_DIRECTION:_ Write out all the data again, exactly as it stands.

** begin GIVEN DATA **

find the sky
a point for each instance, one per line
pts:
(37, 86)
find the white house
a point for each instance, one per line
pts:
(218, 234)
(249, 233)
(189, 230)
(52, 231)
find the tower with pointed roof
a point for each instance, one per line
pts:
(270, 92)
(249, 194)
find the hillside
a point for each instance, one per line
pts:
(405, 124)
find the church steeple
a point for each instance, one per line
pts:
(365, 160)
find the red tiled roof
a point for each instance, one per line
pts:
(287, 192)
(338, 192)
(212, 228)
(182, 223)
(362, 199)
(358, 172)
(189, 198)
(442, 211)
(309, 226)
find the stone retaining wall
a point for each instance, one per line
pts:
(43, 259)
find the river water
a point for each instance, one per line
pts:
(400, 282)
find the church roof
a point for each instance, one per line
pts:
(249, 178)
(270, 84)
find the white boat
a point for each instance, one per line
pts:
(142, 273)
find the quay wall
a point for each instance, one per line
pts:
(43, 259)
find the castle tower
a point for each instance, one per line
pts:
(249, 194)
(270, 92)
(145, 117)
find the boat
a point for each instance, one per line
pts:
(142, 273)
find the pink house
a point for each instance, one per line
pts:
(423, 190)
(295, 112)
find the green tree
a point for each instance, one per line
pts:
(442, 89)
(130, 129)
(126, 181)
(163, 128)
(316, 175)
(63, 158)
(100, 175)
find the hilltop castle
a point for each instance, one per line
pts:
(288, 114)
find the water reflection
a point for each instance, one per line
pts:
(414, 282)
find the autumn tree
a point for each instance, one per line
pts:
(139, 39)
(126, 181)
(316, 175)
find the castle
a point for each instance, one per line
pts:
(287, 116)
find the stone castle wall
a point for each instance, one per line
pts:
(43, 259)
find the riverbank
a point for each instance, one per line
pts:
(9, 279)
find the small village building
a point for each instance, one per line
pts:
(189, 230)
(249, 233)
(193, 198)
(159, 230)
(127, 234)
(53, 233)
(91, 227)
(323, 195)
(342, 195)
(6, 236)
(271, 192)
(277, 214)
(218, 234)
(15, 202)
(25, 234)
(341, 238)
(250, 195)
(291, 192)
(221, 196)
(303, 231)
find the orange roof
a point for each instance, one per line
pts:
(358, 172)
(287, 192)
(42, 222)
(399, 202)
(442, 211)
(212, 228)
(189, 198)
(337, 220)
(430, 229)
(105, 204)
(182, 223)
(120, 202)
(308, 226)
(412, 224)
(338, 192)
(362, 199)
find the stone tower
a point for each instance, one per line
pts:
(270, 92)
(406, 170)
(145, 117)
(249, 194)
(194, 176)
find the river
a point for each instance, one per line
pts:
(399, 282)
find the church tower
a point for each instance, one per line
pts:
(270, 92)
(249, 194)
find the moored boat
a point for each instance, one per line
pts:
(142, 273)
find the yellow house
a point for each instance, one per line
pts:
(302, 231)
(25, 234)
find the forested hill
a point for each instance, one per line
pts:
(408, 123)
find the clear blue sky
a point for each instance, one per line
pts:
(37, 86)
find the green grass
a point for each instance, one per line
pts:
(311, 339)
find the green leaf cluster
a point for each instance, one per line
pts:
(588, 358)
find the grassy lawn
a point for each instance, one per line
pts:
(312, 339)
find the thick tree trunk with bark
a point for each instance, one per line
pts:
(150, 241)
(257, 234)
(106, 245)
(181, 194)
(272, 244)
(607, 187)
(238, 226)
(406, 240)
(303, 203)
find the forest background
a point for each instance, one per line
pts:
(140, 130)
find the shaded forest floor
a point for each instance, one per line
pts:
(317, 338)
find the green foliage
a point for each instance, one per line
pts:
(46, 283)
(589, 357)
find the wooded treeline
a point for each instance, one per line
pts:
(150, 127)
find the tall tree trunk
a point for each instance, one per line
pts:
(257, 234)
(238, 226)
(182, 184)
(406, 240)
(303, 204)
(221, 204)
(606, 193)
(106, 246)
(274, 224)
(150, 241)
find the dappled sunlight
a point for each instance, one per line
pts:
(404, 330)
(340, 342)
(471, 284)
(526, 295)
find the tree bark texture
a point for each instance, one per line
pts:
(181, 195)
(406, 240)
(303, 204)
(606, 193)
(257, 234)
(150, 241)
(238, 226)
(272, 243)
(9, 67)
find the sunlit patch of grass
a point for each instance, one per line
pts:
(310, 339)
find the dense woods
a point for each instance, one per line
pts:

** end GIVEN DATA **

_TASK RESULT:_
find the sky
a point for each instance, one per line
pts:
(37, 86)
find the white house
a point for each instance, one per line
pts:
(218, 234)
(249, 233)
(189, 230)
(52, 231)
find the tower with pointed roof
a point for each instance, one per line
pts:
(270, 92)
(249, 194)
find the hillside
a point for each instance, one per line
pts:
(405, 124)
find the church steeple
a point for each instance, one per line
pts:
(365, 160)
find the red tiled roof
a point for each instance, one per line
pts:
(287, 192)
(338, 192)
(212, 228)
(182, 223)
(362, 199)
(358, 172)
(189, 198)
(442, 211)
(309, 226)
find the stone retaining wall
a point for each instance, one per line
pts:
(43, 259)
find the river water
a point for each instance, one per line
pts:
(400, 282)
find the church roof
a point for each instance, one per line
pts:
(249, 178)
(270, 84)
find the white boat
a point for each instance, one per line
pts:
(142, 273)
find the quay wall
a point for each instance, one per line
pts:
(43, 259)
find the castle tower
a point for each instance, one per line
pts:
(249, 194)
(270, 92)
(145, 117)
find the boat
a point for each instance, one per line
pts:
(142, 273)
find the pink house
a point for each instance, one per line
pts:
(423, 190)
(295, 112)
find the green tree
a point for each instance, one per line
pts:
(442, 89)
(130, 129)
(126, 181)
(163, 128)
(316, 175)
(63, 158)
(100, 175)
find the hilltop castle
a point for each instance, one per line
pts:
(288, 114)
find the water reflection
a point for each instance, one per line
pts:
(414, 282)
find the autumn tree
a point for each instance, one per line
pts:
(139, 39)
(126, 181)
(316, 175)
find the castle
a point for each instance, one per line
pts:
(287, 116)
find the stone castle wall
a point for each instance, one per line
pts:
(43, 259)
find the riverbank
a point for each instance, one per line
pts:
(9, 279)
find the small village building
a point for each instance, one per line
pts:
(189, 230)
(249, 233)
(193, 198)
(159, 230)
(127, 234)
(53, 233)
(91, 227)
(323, 195)
(342, 195)
(6, 236)
(271, 192)
(277, 214)
(218, 234)
(15, 202)
(25, 234)
(341, 238)
(250, 195)
(291, 192)
(221, 196)
(303, 231)
find the orange roof
a point for each instance, one per line
pts:
(358, 172)
(287, 192)
(42, 222)
(399, 202)
(442, 211)
(212, 228)
(189, 198)
(337, 220)
(430, 229)
(105, 204)
(182, 223)
(120, 202)
(308, 226)
(412, 224)
(338, 192)
(362, 199)
find the stone tower
a point for each instance, one per line
pts:
(270, 92)
(406, 170)
(145, 117)
(249, 194)
(194, 176)
find the river
a point for each instance, one per line
pts:
(399, 282)
find the church tower
a point for each instance, one per line
pts:
(270, 92)
(249, 194)
find the moored boat
a point for each instance, one per line
pts:
(142, 273)
find the yellow house
a point for each instance, one per line
pts:
(302, 231)
(25, 234)
find the forested hill
a point for each instance, one per line
pts:
(408, 123)
find the clear blue sky
a point for each instance, one per line
pts:
(37, 86)
find the green grass
a point for each instance, one per line
pts:
(311, 339)
find the green leaf cluster
a point for each instance, one per line
pts:
(588, 358)
find the grassy lawn
a point for each instance, one per line
pts:
(312, 339)
find the thick tree trunk with bark
a point for each instance, one per line
pts:
(150, 241)
(257, 234)
(106, 245)
(181, 194)
(272, 244)
(607, 187)
(238, 226)
(406, 240)
(303, 203)
find the forest background
a point for each instance, one per line
pts:
(140, 130)
find the shaded forest floor
a point for each instance, one per line
pts:
(317, 338)
find the green foliage
a point for each instance, one per line
pts:
(46, 283)
(589, 357)
find the wooded treeline
a point for each instance, one per line
pts:
(150, 127)
find the tall tree trunk
a point for each instance, one per line
pts:
(257, 234)
(238, 226)
(182, 184)
(406, 240)
(303, 204)
(221, 204)
(606, 193)
(106, 246)
(274, 224)
(150, 241)
find the dappled sunlight
a point for each instance, one per line
pts:
(404, 330)
(340, 342)
(471, 284)
(526, 295)
find the tree bark texture
a point for each instance, one per line
pts:
(181, 195)
(406, 240)
(303, 204)
(606, 193)
(257, 234)
(150, 241)
(238, 226)
(272, 243)
(9, 67)
find the sunlit patch of grass
a point for each instance, one per line
pts:
(310, 339)
find the dense woods
a point for each instance, one per line
pts:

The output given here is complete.